Task to carry out
Answer these questions from the abstract below:
1. How many subjects have been genotyped so far as part of genome-wide association studies?
2. Which reference panel was used for imputation?
3. How many of the 32 known BMI SNPs were replicated?

Excerpt to read
★ ★ ★ ★ ★

Abstract

The Nurses’ Health Study (NHS), Nurses’ Health Study II (NHSII), Health Professionals Follow Up Study (HPFS) and the Physicians Health Study (PHS) have collected detailed longitudinal data on multiple exposures and traits for approximately 310,000 study participants over the last 35 years. Over 160,000 study participants across the cohorts have donated a DNA sample and to date, 20,691 subjects have been genotyped as part of genome-wide association studies (GWAS) of twelve primary outcomes. However, these studies utilized six different GWAS arrays making it difficult to conduct analyses of secondary phenotypes or share controls across studies. To allow for secondary analyses of these data, we have created three new datasets merged by platform family and performed imputation using a common reference panel, the 1,000 Genomes Phase I release. Here, we describe the methodology behind the data merging and imputation and present imputation quality statistics and association results from two GWAS of secondary phenotypes (body mass index (BMI) and venous thromboembolism (VTE)). We observed the strongest BMI association for the FTO SNP rs55872725 (β = 0.45, p = 3.48x10-22), and using a significance level of p = 0.05, we replicated 19 out of 32 known BMI SNPs. For VTE, we observed the strongest association for the rs2040445 SNP (OR = 2.17, 95% CI: 1.79–2.63, p = 2.70x10-15), located downstream of F5 and also observed significant associations for the known ABO and F11 regions. This pooled resource can be used to maximize power in GWAS of phenotypes collected across the cohorts and for studying gene-environment interactions as well as rare phenotypes and genotypes.

★ ★ ★ ★ ★

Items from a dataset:
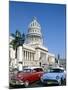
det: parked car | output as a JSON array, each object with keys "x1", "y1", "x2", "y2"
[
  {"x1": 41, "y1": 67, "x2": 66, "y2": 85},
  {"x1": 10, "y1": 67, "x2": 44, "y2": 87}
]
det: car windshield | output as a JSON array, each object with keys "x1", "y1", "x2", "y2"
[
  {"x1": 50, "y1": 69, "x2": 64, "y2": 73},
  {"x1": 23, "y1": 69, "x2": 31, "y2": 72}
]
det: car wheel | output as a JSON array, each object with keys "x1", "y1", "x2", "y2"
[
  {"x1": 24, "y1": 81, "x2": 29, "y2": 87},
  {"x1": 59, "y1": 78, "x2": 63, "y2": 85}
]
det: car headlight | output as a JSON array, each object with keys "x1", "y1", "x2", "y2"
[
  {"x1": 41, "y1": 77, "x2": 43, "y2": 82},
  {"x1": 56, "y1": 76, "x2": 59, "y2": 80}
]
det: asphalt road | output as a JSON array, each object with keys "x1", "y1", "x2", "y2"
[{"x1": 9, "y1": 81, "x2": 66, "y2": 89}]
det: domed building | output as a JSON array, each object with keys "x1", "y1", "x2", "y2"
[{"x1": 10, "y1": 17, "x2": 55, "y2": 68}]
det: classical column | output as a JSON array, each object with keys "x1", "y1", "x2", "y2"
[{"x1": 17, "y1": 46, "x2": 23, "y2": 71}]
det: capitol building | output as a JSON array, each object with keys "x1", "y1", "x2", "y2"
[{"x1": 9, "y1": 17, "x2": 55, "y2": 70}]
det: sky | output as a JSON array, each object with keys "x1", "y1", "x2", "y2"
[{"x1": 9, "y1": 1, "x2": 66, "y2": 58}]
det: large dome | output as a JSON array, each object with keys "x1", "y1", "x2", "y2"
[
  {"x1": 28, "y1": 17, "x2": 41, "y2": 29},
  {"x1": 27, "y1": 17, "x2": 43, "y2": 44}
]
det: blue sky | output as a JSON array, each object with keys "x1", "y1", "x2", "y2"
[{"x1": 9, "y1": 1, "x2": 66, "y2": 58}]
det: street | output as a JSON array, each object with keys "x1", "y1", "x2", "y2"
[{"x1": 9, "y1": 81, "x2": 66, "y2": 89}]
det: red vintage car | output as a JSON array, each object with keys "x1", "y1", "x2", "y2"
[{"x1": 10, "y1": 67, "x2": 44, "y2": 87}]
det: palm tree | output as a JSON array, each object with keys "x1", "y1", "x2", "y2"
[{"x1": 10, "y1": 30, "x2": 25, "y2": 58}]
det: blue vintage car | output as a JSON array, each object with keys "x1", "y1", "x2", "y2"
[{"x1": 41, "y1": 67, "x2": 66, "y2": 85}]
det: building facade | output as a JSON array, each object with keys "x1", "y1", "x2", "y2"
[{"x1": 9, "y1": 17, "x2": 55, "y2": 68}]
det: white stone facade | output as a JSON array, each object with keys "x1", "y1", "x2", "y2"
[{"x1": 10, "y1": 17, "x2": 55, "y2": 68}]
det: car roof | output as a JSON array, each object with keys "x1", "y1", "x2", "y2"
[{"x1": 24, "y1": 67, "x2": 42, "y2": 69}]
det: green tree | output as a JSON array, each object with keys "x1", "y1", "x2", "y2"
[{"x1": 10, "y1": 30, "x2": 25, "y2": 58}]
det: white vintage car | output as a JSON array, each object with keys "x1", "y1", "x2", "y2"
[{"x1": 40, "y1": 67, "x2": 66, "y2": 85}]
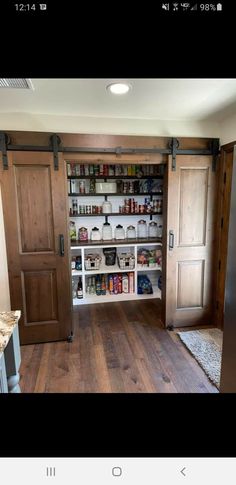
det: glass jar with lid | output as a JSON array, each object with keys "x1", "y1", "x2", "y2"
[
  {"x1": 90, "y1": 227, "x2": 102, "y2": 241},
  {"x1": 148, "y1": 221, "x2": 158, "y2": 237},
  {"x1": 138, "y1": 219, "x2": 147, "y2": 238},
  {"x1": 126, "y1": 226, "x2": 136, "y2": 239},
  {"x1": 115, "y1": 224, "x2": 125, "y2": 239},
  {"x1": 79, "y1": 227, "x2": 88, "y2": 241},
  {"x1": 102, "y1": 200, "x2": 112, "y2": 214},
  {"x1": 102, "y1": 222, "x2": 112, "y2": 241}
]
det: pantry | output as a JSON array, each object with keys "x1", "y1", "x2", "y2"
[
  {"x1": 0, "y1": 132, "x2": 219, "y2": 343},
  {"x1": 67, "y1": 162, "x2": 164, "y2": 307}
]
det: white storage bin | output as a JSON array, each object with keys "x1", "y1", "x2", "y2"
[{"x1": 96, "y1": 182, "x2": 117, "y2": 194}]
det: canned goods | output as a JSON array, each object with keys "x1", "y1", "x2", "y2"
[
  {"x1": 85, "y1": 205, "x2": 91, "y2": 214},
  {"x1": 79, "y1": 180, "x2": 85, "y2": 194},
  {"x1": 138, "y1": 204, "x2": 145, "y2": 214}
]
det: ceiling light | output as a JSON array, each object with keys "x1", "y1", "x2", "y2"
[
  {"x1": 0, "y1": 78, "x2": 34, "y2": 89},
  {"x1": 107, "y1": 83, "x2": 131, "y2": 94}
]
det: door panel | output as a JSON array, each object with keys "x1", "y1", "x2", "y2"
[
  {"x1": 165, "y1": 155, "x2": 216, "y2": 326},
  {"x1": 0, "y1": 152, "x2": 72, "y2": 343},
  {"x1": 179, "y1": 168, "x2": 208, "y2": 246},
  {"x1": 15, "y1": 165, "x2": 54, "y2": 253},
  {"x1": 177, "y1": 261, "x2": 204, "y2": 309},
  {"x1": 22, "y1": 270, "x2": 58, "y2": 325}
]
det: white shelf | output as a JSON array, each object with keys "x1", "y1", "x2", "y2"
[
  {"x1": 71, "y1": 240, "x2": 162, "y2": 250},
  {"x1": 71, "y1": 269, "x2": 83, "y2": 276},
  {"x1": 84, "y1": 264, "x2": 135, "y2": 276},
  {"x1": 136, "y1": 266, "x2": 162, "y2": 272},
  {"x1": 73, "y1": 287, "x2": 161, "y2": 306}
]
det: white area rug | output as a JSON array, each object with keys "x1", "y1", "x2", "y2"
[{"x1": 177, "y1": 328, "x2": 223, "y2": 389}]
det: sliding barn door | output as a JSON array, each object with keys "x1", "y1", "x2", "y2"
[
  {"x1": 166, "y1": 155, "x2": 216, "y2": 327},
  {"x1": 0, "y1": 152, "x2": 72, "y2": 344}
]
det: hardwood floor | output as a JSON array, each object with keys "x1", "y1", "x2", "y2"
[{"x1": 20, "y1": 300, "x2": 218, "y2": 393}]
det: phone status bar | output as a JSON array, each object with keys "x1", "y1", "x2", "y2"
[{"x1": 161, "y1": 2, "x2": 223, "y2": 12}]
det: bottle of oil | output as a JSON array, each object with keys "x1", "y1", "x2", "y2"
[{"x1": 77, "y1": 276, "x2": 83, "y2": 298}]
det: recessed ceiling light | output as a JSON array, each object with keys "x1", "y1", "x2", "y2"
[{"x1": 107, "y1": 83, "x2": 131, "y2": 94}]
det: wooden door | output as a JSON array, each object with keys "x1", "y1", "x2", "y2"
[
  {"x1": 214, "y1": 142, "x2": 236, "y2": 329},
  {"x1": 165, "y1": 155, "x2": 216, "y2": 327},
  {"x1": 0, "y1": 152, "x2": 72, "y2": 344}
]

★ ★ ★ ★ ★

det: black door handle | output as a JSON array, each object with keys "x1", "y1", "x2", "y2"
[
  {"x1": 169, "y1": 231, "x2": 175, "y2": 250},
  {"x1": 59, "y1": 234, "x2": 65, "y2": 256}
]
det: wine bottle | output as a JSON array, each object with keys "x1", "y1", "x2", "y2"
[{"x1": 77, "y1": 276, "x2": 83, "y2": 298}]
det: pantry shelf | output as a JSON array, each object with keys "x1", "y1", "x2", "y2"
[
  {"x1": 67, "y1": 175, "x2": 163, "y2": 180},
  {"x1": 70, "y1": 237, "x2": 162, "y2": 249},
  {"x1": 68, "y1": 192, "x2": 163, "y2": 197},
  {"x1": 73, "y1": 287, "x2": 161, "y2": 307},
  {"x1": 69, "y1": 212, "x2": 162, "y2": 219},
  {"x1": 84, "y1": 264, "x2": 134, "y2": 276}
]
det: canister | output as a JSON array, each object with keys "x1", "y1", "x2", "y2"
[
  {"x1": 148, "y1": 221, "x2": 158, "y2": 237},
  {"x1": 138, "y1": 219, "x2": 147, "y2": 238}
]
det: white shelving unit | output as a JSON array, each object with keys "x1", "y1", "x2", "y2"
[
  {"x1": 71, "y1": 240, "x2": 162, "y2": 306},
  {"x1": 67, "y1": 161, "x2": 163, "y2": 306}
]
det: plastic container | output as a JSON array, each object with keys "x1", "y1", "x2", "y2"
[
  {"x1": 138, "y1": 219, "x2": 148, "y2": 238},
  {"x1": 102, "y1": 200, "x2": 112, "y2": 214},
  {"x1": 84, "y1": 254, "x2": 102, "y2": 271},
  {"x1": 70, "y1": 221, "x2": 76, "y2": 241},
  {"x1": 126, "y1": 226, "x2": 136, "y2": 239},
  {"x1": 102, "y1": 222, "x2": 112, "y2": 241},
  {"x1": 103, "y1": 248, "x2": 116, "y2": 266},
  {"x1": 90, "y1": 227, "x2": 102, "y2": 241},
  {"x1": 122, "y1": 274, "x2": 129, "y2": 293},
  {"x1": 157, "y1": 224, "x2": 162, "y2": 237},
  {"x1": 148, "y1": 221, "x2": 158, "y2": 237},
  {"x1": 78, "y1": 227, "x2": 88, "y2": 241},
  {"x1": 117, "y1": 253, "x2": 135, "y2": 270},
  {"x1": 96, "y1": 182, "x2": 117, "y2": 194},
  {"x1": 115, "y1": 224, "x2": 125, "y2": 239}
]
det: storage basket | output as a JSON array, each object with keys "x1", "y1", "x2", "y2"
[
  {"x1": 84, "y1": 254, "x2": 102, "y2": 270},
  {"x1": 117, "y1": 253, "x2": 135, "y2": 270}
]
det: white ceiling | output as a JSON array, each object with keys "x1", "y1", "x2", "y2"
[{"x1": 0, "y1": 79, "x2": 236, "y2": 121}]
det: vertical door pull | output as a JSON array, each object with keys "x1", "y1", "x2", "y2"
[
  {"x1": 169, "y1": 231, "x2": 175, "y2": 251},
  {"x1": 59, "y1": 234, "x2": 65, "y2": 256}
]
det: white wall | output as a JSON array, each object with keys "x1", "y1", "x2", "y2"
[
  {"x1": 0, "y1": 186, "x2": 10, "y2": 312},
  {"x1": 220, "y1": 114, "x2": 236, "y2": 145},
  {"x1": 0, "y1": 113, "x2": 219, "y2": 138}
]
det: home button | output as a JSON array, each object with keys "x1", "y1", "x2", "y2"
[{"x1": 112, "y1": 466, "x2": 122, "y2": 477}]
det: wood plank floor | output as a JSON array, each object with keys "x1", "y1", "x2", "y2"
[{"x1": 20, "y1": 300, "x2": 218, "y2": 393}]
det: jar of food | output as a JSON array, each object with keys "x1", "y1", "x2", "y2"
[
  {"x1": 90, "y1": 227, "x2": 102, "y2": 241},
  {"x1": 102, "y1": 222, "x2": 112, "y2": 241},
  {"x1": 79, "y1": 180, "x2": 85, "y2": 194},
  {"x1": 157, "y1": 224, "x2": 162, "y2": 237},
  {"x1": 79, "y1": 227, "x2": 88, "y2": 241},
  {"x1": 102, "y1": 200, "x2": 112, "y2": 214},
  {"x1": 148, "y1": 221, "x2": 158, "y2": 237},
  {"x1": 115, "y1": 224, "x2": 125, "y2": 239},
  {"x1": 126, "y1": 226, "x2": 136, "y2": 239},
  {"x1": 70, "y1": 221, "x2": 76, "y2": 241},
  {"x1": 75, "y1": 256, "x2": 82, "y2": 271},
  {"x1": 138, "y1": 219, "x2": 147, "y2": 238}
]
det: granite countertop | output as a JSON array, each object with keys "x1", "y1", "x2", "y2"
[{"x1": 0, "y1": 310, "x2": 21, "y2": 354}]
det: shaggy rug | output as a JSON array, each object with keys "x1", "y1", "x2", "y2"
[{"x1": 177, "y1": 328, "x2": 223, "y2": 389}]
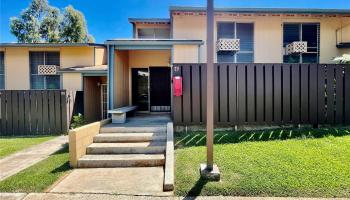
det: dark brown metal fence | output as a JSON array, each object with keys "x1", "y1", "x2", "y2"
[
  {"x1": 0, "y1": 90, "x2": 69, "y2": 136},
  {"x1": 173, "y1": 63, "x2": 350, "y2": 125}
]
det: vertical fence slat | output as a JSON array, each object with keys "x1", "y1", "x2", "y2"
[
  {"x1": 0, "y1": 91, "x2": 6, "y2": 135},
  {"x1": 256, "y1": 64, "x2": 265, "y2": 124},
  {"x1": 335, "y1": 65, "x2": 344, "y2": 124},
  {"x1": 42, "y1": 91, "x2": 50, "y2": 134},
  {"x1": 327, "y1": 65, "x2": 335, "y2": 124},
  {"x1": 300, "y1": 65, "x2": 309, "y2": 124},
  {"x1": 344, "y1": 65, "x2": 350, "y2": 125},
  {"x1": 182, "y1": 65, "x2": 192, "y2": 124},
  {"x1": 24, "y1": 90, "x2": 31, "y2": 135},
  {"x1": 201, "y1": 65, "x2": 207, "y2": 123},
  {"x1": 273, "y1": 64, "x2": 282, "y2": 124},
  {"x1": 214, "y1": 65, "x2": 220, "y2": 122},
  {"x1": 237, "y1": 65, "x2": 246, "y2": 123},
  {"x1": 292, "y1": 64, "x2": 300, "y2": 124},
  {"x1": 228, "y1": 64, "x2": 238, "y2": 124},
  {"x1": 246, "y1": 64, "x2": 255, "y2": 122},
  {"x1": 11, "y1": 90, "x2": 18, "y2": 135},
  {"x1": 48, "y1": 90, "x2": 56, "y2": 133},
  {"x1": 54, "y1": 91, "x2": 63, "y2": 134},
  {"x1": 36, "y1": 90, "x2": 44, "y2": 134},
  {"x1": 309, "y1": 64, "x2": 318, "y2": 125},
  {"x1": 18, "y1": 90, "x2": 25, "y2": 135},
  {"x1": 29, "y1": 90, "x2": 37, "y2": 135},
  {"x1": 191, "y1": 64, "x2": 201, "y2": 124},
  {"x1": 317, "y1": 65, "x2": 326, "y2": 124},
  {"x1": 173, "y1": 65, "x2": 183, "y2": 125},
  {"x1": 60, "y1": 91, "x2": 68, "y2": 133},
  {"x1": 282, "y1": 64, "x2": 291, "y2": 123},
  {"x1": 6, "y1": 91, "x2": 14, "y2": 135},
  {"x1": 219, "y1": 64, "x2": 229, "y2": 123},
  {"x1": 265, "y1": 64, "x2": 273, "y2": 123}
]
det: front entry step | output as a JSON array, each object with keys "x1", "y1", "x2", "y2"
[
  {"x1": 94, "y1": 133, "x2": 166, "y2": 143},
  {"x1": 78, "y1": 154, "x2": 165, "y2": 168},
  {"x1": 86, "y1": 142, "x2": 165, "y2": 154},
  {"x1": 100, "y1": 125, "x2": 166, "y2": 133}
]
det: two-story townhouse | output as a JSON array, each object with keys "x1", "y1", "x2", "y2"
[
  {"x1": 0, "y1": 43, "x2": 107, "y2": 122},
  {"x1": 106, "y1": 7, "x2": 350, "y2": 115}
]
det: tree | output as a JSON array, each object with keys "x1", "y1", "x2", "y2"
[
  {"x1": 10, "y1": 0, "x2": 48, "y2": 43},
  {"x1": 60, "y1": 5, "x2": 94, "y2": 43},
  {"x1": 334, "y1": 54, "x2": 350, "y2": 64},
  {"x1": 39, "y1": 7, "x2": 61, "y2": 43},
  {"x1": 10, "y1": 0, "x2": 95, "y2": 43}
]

★ ★ ★ ★ ★

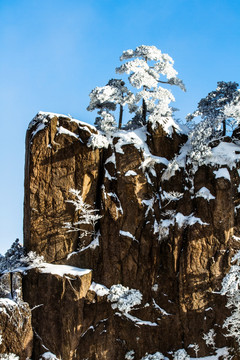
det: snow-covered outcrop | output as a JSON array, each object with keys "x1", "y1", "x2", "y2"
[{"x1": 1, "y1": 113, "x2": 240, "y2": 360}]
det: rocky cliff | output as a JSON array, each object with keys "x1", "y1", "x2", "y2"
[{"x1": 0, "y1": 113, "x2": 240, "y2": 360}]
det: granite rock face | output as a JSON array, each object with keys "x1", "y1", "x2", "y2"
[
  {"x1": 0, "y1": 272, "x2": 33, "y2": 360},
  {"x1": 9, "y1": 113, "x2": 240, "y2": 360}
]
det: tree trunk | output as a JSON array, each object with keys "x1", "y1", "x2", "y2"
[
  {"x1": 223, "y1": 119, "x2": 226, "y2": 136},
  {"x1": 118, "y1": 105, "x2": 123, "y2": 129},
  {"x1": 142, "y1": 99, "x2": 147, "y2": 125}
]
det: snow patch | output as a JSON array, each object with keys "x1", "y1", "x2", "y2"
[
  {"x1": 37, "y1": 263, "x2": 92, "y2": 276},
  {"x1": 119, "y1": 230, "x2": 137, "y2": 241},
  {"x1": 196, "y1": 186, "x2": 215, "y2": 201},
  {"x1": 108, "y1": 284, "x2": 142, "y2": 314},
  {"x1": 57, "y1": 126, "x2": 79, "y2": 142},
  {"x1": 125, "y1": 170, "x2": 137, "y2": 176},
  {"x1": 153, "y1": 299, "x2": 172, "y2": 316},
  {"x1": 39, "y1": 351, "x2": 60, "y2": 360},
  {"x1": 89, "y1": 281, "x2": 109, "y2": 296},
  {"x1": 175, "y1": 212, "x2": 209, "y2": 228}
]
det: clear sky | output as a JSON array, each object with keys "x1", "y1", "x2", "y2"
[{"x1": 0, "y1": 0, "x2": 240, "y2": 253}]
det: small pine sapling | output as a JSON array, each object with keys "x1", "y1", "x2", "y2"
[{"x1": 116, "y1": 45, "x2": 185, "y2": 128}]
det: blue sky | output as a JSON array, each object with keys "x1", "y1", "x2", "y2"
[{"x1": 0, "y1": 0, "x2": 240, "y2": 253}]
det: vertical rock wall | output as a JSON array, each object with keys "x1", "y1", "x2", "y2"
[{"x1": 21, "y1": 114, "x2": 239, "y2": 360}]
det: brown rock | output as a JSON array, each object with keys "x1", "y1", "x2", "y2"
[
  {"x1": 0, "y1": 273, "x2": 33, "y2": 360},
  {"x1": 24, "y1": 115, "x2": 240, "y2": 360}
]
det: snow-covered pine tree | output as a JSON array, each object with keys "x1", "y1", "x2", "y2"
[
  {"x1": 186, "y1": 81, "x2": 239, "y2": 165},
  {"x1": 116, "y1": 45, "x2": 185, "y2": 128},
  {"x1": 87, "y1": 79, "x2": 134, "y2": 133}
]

★ ★ ★ ★ ★

Exercise solution
1. 20,691 subjects.
2. The 1,000 Genomes Phase I release.
3. 19 of the 32 known BMI SNPs.